**Objective**. Copy out all of the material exactly.

**Provided data**.
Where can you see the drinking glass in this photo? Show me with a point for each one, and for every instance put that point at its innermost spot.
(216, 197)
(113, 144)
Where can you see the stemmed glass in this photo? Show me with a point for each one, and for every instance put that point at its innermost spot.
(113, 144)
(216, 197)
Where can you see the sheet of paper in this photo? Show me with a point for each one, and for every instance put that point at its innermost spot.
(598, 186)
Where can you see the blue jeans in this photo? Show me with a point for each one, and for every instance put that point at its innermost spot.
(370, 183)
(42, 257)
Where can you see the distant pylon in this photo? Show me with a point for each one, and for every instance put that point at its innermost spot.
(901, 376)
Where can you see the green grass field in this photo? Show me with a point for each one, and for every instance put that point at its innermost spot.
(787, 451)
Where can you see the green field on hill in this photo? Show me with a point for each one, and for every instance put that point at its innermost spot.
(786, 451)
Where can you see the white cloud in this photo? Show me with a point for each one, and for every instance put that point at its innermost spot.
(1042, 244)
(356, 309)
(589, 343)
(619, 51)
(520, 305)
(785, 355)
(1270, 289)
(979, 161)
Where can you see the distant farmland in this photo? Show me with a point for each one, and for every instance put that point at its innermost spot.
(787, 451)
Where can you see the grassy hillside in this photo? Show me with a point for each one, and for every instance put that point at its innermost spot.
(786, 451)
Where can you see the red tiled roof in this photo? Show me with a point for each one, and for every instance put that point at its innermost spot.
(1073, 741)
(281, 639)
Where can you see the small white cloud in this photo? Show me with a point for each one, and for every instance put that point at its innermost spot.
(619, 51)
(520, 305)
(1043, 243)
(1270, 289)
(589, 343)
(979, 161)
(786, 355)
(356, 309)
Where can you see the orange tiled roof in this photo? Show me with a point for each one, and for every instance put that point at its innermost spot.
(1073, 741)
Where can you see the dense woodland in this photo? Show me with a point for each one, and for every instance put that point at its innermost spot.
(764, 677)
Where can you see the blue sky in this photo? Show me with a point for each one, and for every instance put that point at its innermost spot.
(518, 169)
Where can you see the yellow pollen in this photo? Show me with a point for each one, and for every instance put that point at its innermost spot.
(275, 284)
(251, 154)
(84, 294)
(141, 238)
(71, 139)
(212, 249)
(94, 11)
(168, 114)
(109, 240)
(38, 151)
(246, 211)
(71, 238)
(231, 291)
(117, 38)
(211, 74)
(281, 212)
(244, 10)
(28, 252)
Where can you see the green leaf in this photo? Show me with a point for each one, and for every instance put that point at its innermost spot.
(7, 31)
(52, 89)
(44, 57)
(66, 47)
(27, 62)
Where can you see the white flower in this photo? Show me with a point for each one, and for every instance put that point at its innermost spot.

**Task output**.
Where can you see the drinking glass in this photo? Show me with a point for each one, and for every instance put that point at its innermost spot.
(216, 197)
(113, 144)
Where can you see the stemmed glass in this photo? Show me with a point for each one, and for every instance put that point at its innermost spot.
(113, 144)
(216, 197)
Where can you see the sheet of paper in this photo? Show me with a point for each one, and for every instance put that point at its innermost spot.
(598, 186)
Where can you see the blue jeans in this photo? Show me with a point for each one, and for every instance put that point at its innermost spot.
(370, 183)
(42, 257)
Where can you see the distant pylon in this photo? Show me with a point for each one, and for every instance put that point at its innermost spot.
(901, 376)
Where can you see the green grass field in this photo? Show me with a point for each one, and for every instance put that point at its innermost spot.
(787, 451)
Where can you see the green field on hill in this photo? Show me with a point for each one, and for every instance put that point at its innermost spot.
(786, 451)
Where can you see the white cloud in this photo? Show me with a point for each one, and for every instance put that point at its innermost spot.
(1042, 244)
(356, 309)
(589, 343)
(619, 51)
(520, 305)
(785, 355)
(1270, 289)
(979, 161)
Where can you see the distant farmland in this photo? Show me with a point for each one, and for every instance put that point at its innermost spot.
(787, 451)
Where can you see the grassy hillside in this photo? Show me with a point for each one, and for every instance put that point at its innermost spot.
(786, 451)
Where can you see the red tiled roof in this photo? Show me with a point for each one, and for every instance put that point at its innermost spot.
(1073, 741)
(281, 639)
Where can you see the small white cloud in this photo? Show me with a point for each one, and for every instance put that point at its innermost spot.
(619, 51)
(520, 305)
(1043, 243)
(1270, 289)
(589, 343)
(979, 161)
(786, 355)
(356, 309)
Where can you see the orange tiled roof in this photo? Show me with a point for each one, and for every instance put that point at its innermost spot.
(1073, 741)
Where can you see the dense woodland in this photo? Show me with a point for each one, and for every instance put that point at its innermost spot.
(764, 677)
Where can you see the blue sky in this photo? Show me with a point for each one, and for every instance put that point at its innermost spot.
(518, 169)
Where can you see the yellow pollen in this photo? Show me with a point for each one, and for every instance put that point at its innermost spot.
(275, 284)
(251, 154)
(84, 294)
(141, 238)
(71, 139)
(212, 249)
(94, 11)
(168, 114)
(109, 240)
(38, 151)
(246, 211)
(71, 238)
(231, 291)
(117, 38)
(211, 74)
(281, 212)
(244, 10)
(28, 252)
Where can you see the green leaf in this photo? Show me with a point for each one, and for every instance put that point at its innermost spot.
(7, 31)
(52, 89)
(44, 57)
(66, 47)
(27, 62)
Where can you see the white flower in this photo? Show me with a point for each one, and for every instance put that point at its innermost spot.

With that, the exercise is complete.